* **KUTIPAN TEKS**:
>>>>>
Sementara itu Ketua Umum Asosiasi Pengusaha Indonesia (Apindo) Shinta Kamdani melihat kebijakan ini sebagai upaya pemerintah untuk menyeimbangkan kebutuhan penerimaan negara dengan kondisi daya beli masyarakat.
Meski begitu, Shinta menilai kejelasan peraturan teknis terkait kebijakan ini masih sangat diperlukan terutama dalam hal definisi dan pengelompokan barang mewah yang akan dikenakan tarif PPN 12 persen.
“Supaya kita berada dalam satu perspektif yang sama. Kejelasan mengenai hal ini sangat penting untuk memastikan implementasi kebijakan dapat dilakukan secara efektif dan adil,” ungkap Shinta melalui pesan singkat kepada VOA.
Shinta juga menekankan perlunya menerapkan prinsip kehati-hatian dalam pengaturan dan pelaksanaan kebijakan tersebut. Hal ini, katanya, penting untuk tidak menimbulkan ketidakpastian di lapangan.
<<<<<
* **BAHAN SUMBER**:
>>>>>
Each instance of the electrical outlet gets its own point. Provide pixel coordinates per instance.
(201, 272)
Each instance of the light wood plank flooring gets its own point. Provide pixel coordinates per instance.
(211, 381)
<<<<<
* **SOAL LATIHAN**:
Tuliskan tanpa perubahan bagian kutipan tentang tarif PPN 12 persen yang dimulai dengan kata-kata "Sementara itu Ketua" dan diakhiri dengan "daya beli masyarakat.".

* **JAWABAN LATIHAN**:
Sementara itu Ketua Umum Asosiasi Pengusaha Indonesia (Apindo) Shinta Kamdani melihat kebijakan ini sebagai upaya pemerintah untuk menyeimbangkan kebutuhan penerimaan negara dengan kondisi daya beli masyarakat.